## Goal of the exercise
Extract the full listing below without altering a single character.

## Data entries
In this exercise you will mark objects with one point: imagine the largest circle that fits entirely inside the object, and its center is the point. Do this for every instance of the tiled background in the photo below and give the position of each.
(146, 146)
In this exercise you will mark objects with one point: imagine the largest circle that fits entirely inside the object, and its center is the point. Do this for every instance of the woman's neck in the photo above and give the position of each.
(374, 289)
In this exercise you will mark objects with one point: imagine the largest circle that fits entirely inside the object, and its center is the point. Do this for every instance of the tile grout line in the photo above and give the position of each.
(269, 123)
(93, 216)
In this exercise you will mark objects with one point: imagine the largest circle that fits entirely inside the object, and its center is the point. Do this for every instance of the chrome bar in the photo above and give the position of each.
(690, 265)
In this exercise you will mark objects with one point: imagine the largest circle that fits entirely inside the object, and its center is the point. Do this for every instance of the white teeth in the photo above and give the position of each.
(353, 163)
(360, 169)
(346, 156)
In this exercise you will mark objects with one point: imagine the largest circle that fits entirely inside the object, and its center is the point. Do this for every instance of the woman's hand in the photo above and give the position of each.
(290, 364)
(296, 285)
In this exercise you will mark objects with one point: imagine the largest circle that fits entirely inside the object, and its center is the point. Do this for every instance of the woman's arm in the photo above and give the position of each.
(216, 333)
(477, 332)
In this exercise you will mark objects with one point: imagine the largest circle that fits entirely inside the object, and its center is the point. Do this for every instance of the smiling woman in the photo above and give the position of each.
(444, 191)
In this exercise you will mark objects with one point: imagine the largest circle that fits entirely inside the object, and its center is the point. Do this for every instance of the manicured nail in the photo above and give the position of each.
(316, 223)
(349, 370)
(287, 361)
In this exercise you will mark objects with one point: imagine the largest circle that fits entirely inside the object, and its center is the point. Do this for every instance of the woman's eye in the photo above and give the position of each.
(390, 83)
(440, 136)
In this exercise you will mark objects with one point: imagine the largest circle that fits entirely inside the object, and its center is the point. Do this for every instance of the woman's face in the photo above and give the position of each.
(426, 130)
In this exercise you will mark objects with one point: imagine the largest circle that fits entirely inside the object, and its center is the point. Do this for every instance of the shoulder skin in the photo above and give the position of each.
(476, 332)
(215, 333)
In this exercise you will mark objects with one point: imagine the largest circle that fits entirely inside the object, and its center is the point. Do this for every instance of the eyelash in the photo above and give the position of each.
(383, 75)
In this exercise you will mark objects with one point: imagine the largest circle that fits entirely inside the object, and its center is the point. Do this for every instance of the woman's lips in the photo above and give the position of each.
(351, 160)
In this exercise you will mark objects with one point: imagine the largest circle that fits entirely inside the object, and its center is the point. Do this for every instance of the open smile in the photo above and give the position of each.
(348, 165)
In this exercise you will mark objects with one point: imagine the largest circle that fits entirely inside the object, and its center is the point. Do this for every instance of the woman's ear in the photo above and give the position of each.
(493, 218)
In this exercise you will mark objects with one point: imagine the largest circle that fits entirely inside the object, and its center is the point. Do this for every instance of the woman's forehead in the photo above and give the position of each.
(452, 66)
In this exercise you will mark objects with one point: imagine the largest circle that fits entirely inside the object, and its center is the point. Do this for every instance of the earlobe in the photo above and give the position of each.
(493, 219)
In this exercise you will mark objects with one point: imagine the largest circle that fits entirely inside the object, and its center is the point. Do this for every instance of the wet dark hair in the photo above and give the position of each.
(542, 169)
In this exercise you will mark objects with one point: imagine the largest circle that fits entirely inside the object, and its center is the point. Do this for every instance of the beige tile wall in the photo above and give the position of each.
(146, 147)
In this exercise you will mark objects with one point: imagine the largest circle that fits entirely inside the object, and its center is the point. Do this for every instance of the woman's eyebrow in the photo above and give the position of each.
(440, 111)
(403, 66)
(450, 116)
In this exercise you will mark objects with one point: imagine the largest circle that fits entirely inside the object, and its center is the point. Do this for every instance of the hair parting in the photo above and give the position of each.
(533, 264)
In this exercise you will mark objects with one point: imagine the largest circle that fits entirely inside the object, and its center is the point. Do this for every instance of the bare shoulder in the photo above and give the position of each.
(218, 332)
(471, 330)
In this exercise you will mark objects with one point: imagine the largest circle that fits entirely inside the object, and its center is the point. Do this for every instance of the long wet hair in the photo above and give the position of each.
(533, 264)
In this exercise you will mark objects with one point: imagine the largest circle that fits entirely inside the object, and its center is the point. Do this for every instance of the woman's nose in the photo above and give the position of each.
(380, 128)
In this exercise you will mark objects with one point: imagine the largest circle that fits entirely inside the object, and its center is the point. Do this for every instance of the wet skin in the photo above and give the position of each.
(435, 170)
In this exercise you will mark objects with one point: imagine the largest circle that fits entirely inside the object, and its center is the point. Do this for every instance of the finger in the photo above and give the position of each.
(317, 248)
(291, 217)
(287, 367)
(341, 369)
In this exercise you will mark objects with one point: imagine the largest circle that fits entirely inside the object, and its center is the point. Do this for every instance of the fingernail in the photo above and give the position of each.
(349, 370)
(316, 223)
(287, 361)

## Written answer
In this exercise you will mark objects with one point: imagine the largest circle that fits entirely inside the object, and its center is the point. Do this for every instance of the tiled background in the photo below and give the position of each.
(146, 146)
In this exercise you will mark objects with one point: imagine the largest circle that fits entirely inside the object, and its center is the point. Do this for every instance of the woman's neck in the photo above and give the position of each.
(374, 289)
In this exercise you will mark objects with one point: imagine the largest circle that fits entirely inside the object, and its center is the point. Do this for every instance of the tile grout line in the photo above and give the position of each.
(269, 123)
(93, 216)
In this exercise you will mark objects with one point: imagine the largest circle that fits entirely inside the object, and its center is the point. Do this for every instance of the chrome bar in the photo above and give the position of each.
(690, 265)
In this exercise you will mark objects with one point: imagine the largest circle that fits entirely inside the object, and its center is the point. Do this for every instance of the white teeth in the photo above and give the position of each.
(353, 163)
(360, 169)
(346, 156)
In this exercise you will mark objects with one point: imagine the largest circle that fits entirely inside the object, and its center is the point. Do this for every instance of the woman's hand in the photo above and give the position of each.
(290, 364)
(296, 285)
In this exercise you will mark objects with one point: imagine the largest circle that fits entirely inside the object, and its center is the point. Do this for every instance of the woman's arm in the photo above and give the position of each.
(216, 333)
(477, 332)
In this exercise you will mark objects with one point: imagine the largest circle that fits entirely inside the object, and its center is the point. Do this for every instance of the smiling woman in the photo above and give the position of each.
(444, 191)
In this exercise you will mark objects with one point: imagine the largest circle that fits entirely inside the object, and its center is the point. Do this for every instance of the manicured nail in the photo above and give the position of each.
(316, 223)
(349, 370)
(287, 361)
In this exercise you will mark objects with one point: imagine the largest circle that fits entirely inside the object, and its center is the point. Do this for every instance of the woman's eye in the photo above and give the position of each.
(390, 83)
(440, 136)
In this exercise you will mark objects with one point: imagine the largest circle that fits entirely inside the object, and its center is the point. Do this for every instance of the woman's face in the photo above and give the position of each.
(426, 130)
In this exercise you will mark objects with one point: imagine the largest circle that fits entirely inside the object, and its center is the point. Do this for every instance of the shoulder skin in the photo above and give the position of each.
(476, 332)
(215, 333)
In this exercise you will mark objects with one point: imagine the largest circle that fits entirely inside the object, and its center is the point. Do this for every instance of the eyelash in the photo above and give the position of each.
(383, 75)
In this exercise you will mark objects with one point: imagine the largest circle that fits entirely inside the object, and its center is the point. Do this for every instance of the woman's lips in the photo above and give the position of each.
(351, 160)
In this exercise you will mark objects with one point: imagine the largest circle that fits entirely inside the object, and its center is the point. Do this for every instance of the open smile in the photo above and give the position of each.
(348, 165)
In this exercise you will mark objects with one point: imagine the largest circle that fits entirely inside the object, and its center is the point. Do this for every instance of the woman's ear in the photo above and give the position of each.
(493, 218)
In this exercise you will mark objects with one point: imagine the largest circle that fits entirely inside the object, and its center is the point. Do this for every instance of the woman's forehead in the photo above and give the position of each.
(452, 66)
In this exercise you will mark objects with one point: imagine the largest circle that fits entirely inside the object, and its center is the point. Do this for every instance of the earlobe in the photo above and give the position of each.
(493, 219)
In this exercise you will mark objects with one point: imagine the largest circle that fits entirely inside the object, and its center is the point. Do this for every instance of the wet dark hair in the photo above and give the position of each.
(542, 169)
In this exercise you will mark objects with one point: imagine the largest circle that fits entirely inside the object, and its center is the point. Do this for every instance of the beige tile wall in the photo above and give the position of each.
(146, 147)
In this exercise you will mark objects with one point: imagine the largest circle that fits entirely inside the object, and its center is the point. Do this for every instance of the woman's eyebrow in the photo above and give the position of each.
(440, 111)
(403, 66)
(450, 116)
In this exercise you will mark objects with one point: imagine the largest circle that fits entirely inside the object, and its center is the point. Do this for every instance of the hair parting in the photo above and give the position of each.
(533, 264)
In this exercise you will mark objects with one point: imagine the largest circle that fits entirely inside the object, and its center is the point. Do this for every instance of the bare shoulder in the photo above and give the position of each.
(218, 332)
(471, 330)
In this exercise you will mark objects with one point: imagine the largest circle that fits entirely inside the object, and its center is the point. Do this for every instance of the long wet hair in the photo above and give the position of each.
(533, 264)
In this exercise you will mark objects with one point: imagine the largest circle that fits entirely inside the object, and its center is the point. Do this for every instance of the woman's nose in the photo above and give the position of each.
(380, 128)
In this exercise you will mark objects with one point: imagine the largest circle that fits entirely inside the object, and its center is the point. Do this for every instance of the wet skin in the photo above and give the position of each.
(435, 170)
In this exercise you will mark objects with one point: imagine the largest circle that fits entirely inside the object, and its center is the point. Do this for every instance of the finger in the photo above and give the position of each.
(317, 248)
(291, 217)
(287, 367)
(341, 369)
In this exercise you will mark objects with one point: imagine the largest circle that fits entirely inside the object, and its center is the point. Do this for every instance of the fingernail in the photo above and give the position of each.
(349, 370)
(316, 223)
(287, 361)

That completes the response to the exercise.